• [Short exercise]:
Retype every line of the material below without changing anything.

Start Given records

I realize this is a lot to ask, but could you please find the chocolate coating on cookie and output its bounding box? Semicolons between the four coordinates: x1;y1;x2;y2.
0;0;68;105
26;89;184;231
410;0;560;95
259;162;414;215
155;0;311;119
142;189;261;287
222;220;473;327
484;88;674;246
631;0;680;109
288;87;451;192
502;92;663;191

End Given records

• [Reply]:
I realize this is a lot to ask, but could you please find the chocolate coating on cookie and output its bounding box? Semicolons between the four coordinates: x1;y1;x2;y2.
0;0;68;105
26;89;184;231
410;0;560;95
259;162;414;215
155;0;311;119
142;189;261;287
222;220;473;327
484;88;674;246
631;0;680;109
288;87;451;192
502;92;663;191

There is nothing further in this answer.